- _Data_:
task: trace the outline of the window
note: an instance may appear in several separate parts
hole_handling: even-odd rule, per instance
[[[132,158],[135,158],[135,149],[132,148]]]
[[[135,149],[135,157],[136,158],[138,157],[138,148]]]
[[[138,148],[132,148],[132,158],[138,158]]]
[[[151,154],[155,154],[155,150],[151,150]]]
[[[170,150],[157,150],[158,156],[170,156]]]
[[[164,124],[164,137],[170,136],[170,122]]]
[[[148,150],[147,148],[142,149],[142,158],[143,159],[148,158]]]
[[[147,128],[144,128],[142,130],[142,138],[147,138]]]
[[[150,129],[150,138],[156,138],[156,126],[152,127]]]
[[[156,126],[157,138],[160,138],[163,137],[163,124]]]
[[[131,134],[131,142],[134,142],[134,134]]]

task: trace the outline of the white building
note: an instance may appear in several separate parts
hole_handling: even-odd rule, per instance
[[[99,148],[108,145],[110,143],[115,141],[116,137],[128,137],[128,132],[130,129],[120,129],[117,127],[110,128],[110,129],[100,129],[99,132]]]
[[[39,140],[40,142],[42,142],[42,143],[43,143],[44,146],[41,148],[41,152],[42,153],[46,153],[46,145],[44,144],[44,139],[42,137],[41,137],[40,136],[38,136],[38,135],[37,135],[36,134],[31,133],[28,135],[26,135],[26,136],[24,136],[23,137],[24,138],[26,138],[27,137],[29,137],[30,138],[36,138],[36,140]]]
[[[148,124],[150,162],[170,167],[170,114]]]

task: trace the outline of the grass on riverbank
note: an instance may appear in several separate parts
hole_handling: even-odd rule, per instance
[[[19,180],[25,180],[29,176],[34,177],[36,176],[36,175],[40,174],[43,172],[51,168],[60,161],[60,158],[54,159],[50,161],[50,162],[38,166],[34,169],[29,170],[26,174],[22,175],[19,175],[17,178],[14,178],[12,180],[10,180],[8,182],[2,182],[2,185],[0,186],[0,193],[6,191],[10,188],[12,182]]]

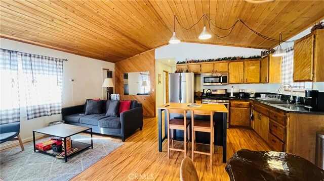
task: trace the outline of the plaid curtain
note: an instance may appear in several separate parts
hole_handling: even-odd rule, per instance
[[[0,49],[0,124],[19,122],[17,52]]]
[[[144,94],[145,93],[148,92],[149,89],[150,87],[150,75],[146,74],[140,73],[140,81],[141,82],[140,83],[140,86],[141,86],[141,93]],[[146,84],[147,84],[147,86],[145,87],[145,91],[144,91],[144,87],[142,86],[142,83],[144,81],[146,81]]]
[[[27,119],[61,113],[63,60],[21,53]]]
[[[293,73],[294,70],[294,48],[293,47],[285,50],[287,54],[282,56],[282,84],[290,84],[294,88],[305,88],[304,82],[294,82],[293,81]],[[285,86],[285,89],[289,88]]]

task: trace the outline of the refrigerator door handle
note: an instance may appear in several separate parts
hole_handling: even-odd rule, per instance
[[[180,91],[181,90],[181,75],[179,75],[179,101],[181,100],[181,94],[180,93]]]

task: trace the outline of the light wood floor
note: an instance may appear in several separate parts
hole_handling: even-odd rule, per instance
[[[252,130],[238,129],[227,130],[227,159],[242,148],[257,151],[270,150]],[[94,138],[105,138],[121,142],[118,138],[109,136],[95,135]],[[171,158],[168,158],[167,144],[167,141],[164,142],[163,152],[159,152],[157,119],[145,118],[143,131],[138,130],[133,135],[126,139],[122,146],[72,180],[127,180],[153,178],[156,180],[179,180],[179,167],[183,153],[171,152]],[[203,147],[200,148],[205,149]],[[209,156],[195,155],[194,164],[201,180],[229,180],[225,170],[226,164],[222,162],[222,147],[216,147],[212,167],[210,166]],[[140,174],[143,179],[135,179],[136,174]]]

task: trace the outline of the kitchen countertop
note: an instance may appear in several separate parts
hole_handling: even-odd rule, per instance
[[[255,99],[255,98],[230,98],[230,101],[231,100],[240,100],[240,101],[250,101],[253,100],[255,102],[258,102],[259,103],[261,103],[262,104],[264,104],[266,106],[268,106],[271,108],[274,108],[275,109],[277,109],[278,110],[280,110],[284,111],[287,113],[296,113],[296,114],[317,114],[317,115],[324,115],[324,111],[307,111],[304,109],[303,107],[299,107],[298,108],[296,107],[292,107],[292,108],[284,108],[282,107],[278,104],[268,104],[263,103],[258,100]],[[283,105],[289,105],[289,104],[283,104]],[[299,110],[302,110],[302,111],[300,111]]]

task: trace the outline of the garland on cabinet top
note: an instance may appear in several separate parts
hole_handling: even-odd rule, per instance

- _Required work_: Rewrite the entries starting at the first line and ending at the line containing "[[[138,148],[132,148],[132,158],[138,158]]]", offsetting every polygon vertex coordinate in the answers by 20 and keeping all other lines as they are.

- _Right answer_:
task: trace the outline of the window
note: an instance may appear in several separate parts
hole_handling: even-odd rule, per instance
[[[152,178],[155,178],[155,169],[152,168]]]
[[[155,169],[155,177],[156,178],[158,177],[158,168]]]
[[[158,168],[152,168],[152,178],[158,178]]]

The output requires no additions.